[TASK DETAILS] Reproduce the following entries exactly, leaving nothing out.
*** STUDY MATERIAL ***
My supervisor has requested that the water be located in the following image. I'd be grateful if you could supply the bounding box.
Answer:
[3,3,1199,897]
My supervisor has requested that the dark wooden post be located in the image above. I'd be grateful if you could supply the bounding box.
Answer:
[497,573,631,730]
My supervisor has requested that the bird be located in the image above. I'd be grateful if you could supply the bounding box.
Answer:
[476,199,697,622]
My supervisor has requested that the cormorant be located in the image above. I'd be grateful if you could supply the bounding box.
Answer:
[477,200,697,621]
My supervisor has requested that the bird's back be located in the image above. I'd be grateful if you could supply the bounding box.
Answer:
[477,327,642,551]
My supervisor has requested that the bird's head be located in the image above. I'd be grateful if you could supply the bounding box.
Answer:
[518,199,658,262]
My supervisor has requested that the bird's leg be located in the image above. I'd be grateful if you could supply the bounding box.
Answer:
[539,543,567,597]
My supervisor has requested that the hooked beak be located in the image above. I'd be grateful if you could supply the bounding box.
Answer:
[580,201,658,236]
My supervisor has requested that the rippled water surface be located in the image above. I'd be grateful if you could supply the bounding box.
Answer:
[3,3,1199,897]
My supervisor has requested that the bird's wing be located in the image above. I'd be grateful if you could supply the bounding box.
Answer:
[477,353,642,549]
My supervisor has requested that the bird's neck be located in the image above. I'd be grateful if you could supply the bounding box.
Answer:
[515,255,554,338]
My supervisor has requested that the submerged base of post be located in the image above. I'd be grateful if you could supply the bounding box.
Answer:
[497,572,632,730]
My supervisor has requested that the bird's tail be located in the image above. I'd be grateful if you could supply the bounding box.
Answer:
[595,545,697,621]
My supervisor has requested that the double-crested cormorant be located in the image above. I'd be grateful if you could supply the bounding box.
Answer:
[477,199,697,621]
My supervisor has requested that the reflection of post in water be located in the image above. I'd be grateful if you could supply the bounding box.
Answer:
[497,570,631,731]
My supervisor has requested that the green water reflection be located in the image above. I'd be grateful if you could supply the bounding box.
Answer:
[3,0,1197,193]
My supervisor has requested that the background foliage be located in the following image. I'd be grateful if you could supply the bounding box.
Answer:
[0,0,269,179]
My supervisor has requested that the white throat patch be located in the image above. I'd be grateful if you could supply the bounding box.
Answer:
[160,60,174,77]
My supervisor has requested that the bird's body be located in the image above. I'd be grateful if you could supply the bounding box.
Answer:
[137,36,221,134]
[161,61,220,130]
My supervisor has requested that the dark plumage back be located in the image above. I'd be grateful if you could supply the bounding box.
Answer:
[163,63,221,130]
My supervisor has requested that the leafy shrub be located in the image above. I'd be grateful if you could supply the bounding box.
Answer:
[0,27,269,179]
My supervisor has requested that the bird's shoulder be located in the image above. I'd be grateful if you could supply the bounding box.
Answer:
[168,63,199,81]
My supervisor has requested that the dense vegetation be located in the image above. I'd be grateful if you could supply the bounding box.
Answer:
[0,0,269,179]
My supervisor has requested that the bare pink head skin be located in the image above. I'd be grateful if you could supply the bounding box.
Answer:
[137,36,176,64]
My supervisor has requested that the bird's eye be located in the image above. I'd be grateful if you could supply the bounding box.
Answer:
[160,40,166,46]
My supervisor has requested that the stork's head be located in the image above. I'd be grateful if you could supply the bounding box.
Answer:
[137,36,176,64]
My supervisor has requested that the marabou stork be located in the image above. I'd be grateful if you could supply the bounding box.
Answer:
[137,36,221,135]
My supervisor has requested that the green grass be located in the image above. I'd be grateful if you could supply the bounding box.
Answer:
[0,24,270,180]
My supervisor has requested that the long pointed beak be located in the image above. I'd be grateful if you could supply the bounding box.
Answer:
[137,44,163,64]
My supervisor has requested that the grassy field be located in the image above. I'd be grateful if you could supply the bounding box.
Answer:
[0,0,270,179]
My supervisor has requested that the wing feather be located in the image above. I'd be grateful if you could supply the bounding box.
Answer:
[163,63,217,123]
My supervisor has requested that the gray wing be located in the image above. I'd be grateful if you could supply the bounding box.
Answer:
*** End of STUDY MATERIAL ***
[RESULT FOR THIS TASK]
My supervisor has requested that the water be located in the following image. I'd be grateful if you could supply the bounding box.
Answer:
[3,3,1199,897]
My supervisor has requested that the dark wooden post be located in the image above. I'd be grateful if you could supply the bounding box.
Answer:
[497,573,631,730]
My supervisor has requested that the bird be located in the image above. I'd be grateful if you could supply the bounding box.
Answer:
[476,199,697,622]
My supervisor has requested that the cormorant be located in the image above. I'd be grateful if you could supply the bounding box.
Answer:
[477,200,697,621]
My supervisor has requested that the bird's back be located in the image above. I'd be grateful if you could supply the bounding box.
Answer:
[477,327,642,551]
My supervisor has requested that the bird's head be located in the image above. I'd be grateful if you could supply the bounding box.
Answer:
[518,199,658,262]
My supervisor has requested that the bird's leg be located in the image above. I'd be grateful if you could supply the bounding box.
Answer:
[539,543,567,597]
My supervisor has requested that the hooked beak be located in the image above. I'd be grateful if you could supply the bounding box.
Answer:
[580,201,658,236]
My supervisor has requested that the rippled water surface be located in the image above. I'd be grateful if you could supply the bounding box.
Answer:
[3,3,1199,897]
My supervisor has requested that the bird's wing be located in the image above. I'd be grateful if you could supply the bounding box.
Answer:
[477,353,642,549]
My supervisor has requested that the bird's neck be located in the image above. I'd be grateful if you could supply the bounding box.
Answer:
[515,255,554,338]
My supervisor has requested that the submerged base of post be located in the image above. I'd be grateful if you could supply the bounding box.
Answer:
[497,572,632,730]
My supervisor has requested that the bird's tail be located in the image above. I'd be grateful if you could supply the bounding box.
Answer:
[595,545,697,621]
My supervisor has requested that the double-crested cormorant be located in the image above. I'd be grateful if you could supply the bounding box.
Answer:
[477,199,697,621]
My supervisor has requested that the reflection of post in water be located in the image above. I'd be grateful if you could supply the bounding box.
Answer:
[497,570,631,731]
My supervisor has requested that the green water reflection be located in the image above. I'd be grateful if you could supply the bounding box.
Answer:
[3,0,1197,193]
My supervisor has requested that the background foliage be located in the following image. I'd be grateful if you could supply the bounding box.
Answer:
[0,0,269,179]
My supervisor has requested that the white throat patch be located in the image above. I'd be grateful if you could supply the bounding box.
Answer:
[160,60,174,77]
My supervisor has requested that the bird's body be located in the image above. I'd be grateful if you could supply the bounding box.
Answer:
[137,36,221,134]
[161,61,220,130]
My supervisor has requested that the dark plumage back be located in the image above. I'd be grateful if you could supply the bounding box.
Answer:
[163,63,221,130]
My supervisor has requested that the leafy shrub be located in the image above. I'd be grateful if you could supply the bounding box.
Answer:
[0,27,269,179]
My supervisor has requested that the bird's shoulder be located in the image above. I'd be grateful if you could supply the bounding box.
Answer:
[168,63,199,81]
My supervisor has requested that the dense vegetation be located in the image above. I'd be grateful if you could supply the bounding box.
Answer:
[0,0,269,179]
My supervisor has requested that the bare pink head skin be located in the image above. I'd be grateful if you could supply the bounding box.
Answer:
[137,36,176,64]
My supervisor has requested that the bird's eye be located in the image above. I'd be grateful if you could supply the bounding box.
Answer:
[160,40,166,46]
My supervisor has requested that the stork's head be located in the image above. I'd be grateful if you could supply the bounding box.
Answer:
[137,36,176,64]
My supervisor has requested that the marabou stork be located in the image above. I'd be grateful if you could supply the bounding box.
Answer:
[137,36,221,135]
My supervisor has requested that the green grass be located in the image above. I'd be grateful if you could supply the bounding box.
Answer:
[0,24,270,180]
My supervisor has requested that the long pointed beak be located in the image above. I'd be grateful if you could supply the bounding box.
Answer:
[137,44,163,64]
My supervisor has requested that the grassy field be located in the image above. I'd be grateful if you could supply the bounding box.
Answer:
[0,0,270,179]
My supervisor has requested that the wing feather be located in the image above. I'd be grateful if you could supply the bounding box.
Answer:
[163,63,217,123]
My supervisor has requested that the gray wing be located in the image above. I'd be grateful if you could supply the bounding box.
Answer:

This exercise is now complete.